**What needs to be done**
Copy the records below exactly as they appear.

(Stored records)
________________________________________

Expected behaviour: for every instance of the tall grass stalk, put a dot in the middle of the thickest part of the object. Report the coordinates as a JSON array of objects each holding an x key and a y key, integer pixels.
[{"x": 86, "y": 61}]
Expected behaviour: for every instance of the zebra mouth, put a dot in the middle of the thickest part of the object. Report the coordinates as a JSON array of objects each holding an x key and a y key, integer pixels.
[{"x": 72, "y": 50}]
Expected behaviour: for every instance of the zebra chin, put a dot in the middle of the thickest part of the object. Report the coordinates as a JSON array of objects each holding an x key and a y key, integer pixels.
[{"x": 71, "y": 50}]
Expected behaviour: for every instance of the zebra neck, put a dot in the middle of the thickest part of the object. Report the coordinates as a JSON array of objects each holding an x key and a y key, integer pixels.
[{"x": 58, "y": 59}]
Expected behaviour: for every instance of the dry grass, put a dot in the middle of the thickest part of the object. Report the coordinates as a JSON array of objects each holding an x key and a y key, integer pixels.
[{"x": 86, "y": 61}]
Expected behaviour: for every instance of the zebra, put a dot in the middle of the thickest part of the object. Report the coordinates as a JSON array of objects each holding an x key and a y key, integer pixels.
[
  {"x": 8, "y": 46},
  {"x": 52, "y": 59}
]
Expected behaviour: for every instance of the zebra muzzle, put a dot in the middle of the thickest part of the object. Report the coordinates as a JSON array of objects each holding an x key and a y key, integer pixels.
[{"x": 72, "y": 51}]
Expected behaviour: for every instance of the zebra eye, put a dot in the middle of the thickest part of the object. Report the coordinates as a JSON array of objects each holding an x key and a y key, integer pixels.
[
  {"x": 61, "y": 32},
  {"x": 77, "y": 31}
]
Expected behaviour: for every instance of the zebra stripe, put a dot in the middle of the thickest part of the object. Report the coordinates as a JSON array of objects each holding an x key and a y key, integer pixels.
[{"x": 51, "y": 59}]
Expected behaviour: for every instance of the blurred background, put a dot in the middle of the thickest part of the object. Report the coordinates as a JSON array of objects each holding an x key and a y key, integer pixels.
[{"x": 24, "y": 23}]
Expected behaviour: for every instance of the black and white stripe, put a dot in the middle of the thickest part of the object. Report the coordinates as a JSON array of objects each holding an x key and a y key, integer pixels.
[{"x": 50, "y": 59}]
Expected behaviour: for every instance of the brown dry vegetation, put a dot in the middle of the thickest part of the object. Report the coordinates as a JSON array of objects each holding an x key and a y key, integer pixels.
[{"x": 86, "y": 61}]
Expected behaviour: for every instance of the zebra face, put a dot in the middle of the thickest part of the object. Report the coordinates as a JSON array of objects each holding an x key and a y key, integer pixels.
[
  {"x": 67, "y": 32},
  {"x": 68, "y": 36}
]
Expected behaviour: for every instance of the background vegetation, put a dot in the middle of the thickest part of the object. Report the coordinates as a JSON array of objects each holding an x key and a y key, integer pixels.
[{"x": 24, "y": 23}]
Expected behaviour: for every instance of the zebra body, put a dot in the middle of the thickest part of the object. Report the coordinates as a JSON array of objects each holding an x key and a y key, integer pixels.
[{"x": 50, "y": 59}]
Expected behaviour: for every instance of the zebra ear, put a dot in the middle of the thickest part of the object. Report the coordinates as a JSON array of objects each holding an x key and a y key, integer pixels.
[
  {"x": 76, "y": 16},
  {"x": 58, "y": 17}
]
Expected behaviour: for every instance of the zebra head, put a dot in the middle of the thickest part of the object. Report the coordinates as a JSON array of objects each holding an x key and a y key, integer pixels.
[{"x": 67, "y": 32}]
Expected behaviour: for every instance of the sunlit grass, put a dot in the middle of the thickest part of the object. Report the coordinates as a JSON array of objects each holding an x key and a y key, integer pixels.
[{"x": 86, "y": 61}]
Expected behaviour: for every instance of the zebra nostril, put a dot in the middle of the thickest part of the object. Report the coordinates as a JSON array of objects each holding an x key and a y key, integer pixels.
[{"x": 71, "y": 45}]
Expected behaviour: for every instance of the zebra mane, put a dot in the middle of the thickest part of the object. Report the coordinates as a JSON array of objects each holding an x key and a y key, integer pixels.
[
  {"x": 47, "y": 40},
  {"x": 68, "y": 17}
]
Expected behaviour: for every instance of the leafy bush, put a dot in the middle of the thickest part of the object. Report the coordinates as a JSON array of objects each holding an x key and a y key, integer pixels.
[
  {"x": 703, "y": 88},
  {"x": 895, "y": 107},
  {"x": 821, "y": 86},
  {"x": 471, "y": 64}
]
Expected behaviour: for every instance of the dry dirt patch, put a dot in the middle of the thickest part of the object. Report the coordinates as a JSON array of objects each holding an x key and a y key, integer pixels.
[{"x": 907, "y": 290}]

________________________________________

**Answer section**
Expected behaviour: for every instance of the tall grass stalk, put a dot in the middle of the thickest part of the object. Report the coordinates as a JSON array of objects each holding an x key and a y key, integer pixels.
[{"x": 86, "y": 61}]
Expected behaviour: for every instance of the zebra mouth, put a dot in the middle of the thickest part of the object. Report the coordinates as a JSON array of objects each holding an x key and a y key, integer pixels.
[{"x": 72, "y": 50}]
Expected behaviour: for every instance of the zebra chin, put a dot in the middle of the thickest part of the object. Report the coordinates as a JSON array of objects each holding an x key and a y key, integer pixels.
[{"x": 71, "y": 50}]
Expected behaviour: for every instance of the zebra neck, put a dot in the middle of the thickest part of the object. Report the coordinates as a JSON array of objects each holding an x key and a y key, integer pixels.
[{"x": 58, "y": 59}]
Expected behaviour: for every instance of the dry grass, put a dot in the middle of the thickest part of the object. Report the coordinates as a JSON array of objects each holding an x key and a y key, integer pixels.
[{"x": 86, "y": 61}]
Expected behaviour: for every instance of the zebra, put a dot in the middle of the thickest part of the object. Report the coordinates as a JSON array of objects each holding an x key and a y key, integer pixels.
[
  {"x": 8, "y": 46},
  {"x": 52, "y": 59}
]
Expected behaviour: for every instance of the zebra muzzle, put a dot in the middle of the thickest part of the object. Report the coordinates as a JSON array of objects each holding an x key and a y key, integer pixels.
[{"x": 72, "y": 51}]
Expected behaviour: for every instance of the zebra eye, put a dot in the middle of the thickest part of the object. Report the coordinates as a JSON array of objects each holding an x key and a y key, integer pixels.
[
  {"x": 61, "y": 32},
  {"x": 77, "y": 31}
]
Expected behaviour: for every instance of the zebra stripe, put a dot in the middle of the thickest part of the object. Report the coordinates as a JSON array of objects each holding an x key and a y key, integer pixels.
[{"x": 51, "y": 59}]
Expected behaviour: for every instance of the blurred background, put a dot in the middle of the thickest part of the object. Report the coordinates as a JSON array of objects each holding an x key and a y key, integer pixels.
[{"x": 24, "y": 23}]
Expected behaviour: for every instance of the black and white stripe, put a dot in the middle of the thickest part of the object. Report the coordinates as a JSON array of objects each holding an x key and a y key, integer pixels.
[{"x": 50, "y": 59}]
Expected behaviour: for every instance of the brown dry vegetation, put a dot in the middle of the thickest part of the object. Report the coordinates as a JSON array of objects each holding an x key and a y key, integer pixels.
[{"x": 86, "y": 61}]
Expected behaviour: for every instance of the zebra face, put a dot in the middle of the thickest part of the object. Report the coordinates as a JSON array of objects each holding an x key and a y key, integer pixels.
[
  {"x": 67, "y": 32},
  {"x": 68, "y": 36}
]
Expected behaviour: for every instance of the background vegetation, put a dot in the middle of the thickest part of the object. Report the coordinates as a JSON array of objects each holding an x key and a y key, integer pixels.
[{"x": 24, "y": 23}]
Expected behaviour: for every instance of the zebra body, put a dot in the middle of the thickest part of the object. Report the coordinates as a JSON array of objects each holding an x key and a y key, integer pixels.
[{"x": 50, "y": 59}]
Expected behaviour: for every instance of the zebra ear, put a dot in the middle of the thickest part of the object. Report the coordinates as a JSON array of objects each holding an x key and a y key, integer pixels.
[
  {"x": 76, "y": 16},
  {"x": 58, "y": 17}
]
Expected behaviour: for every instance of the zebra head, put a dot in the middle of the thickest part of the object. Report the coordinates as a JSON array of objects each holding an x key and a y key, integer pixels.
[{"x": 67, "y": 32}]
Expected behaviour: for every instance of the sunlit grass, put a dot in the middle of the thickest part of the object. Report the coordinates as a JSON array of objects each holding an x key and a y key, integer pixels.
[{"x": 86, "y": 61}]
Expected behaviour: for every instance of the zebra nostril, put a dot in the middle of the thickest part of the object. Report the coordinates as a JSON array of objects each holding an x key and a y key, integer pixels.
[{"x": 71, "y": 45}]
Expected behaviour: for every instance of the zebra mane, put a dot in the middle of the thickest part of the object. Report the coordinates as a JSON array of objects each holding an x key and a y key, integer pixels.
[
  {"x": 47, "y": 40},
  {"x": 68, "y": 17}
]
Expected behaviour: for every instance of the leafy bush, put a dot in the middle of the thickest part of the object. Report the coordinates as a JSON array of objects each holding an x key and a y key, integer pixels.
[
  {"x": 703, "y": 88},
  {"x": 895, "y": 107},
  {"x": 821, "y": 86},
  {"x": 471, "y": 64}
]
Expected behaviour: for every instance of the dry dirt patch, put a dot in the middle of the thickest part of the object. Report the coordinates as a JSON array of objects each holding an x key and a y key, integer pixels.
[{"x": 907, "y": 290}]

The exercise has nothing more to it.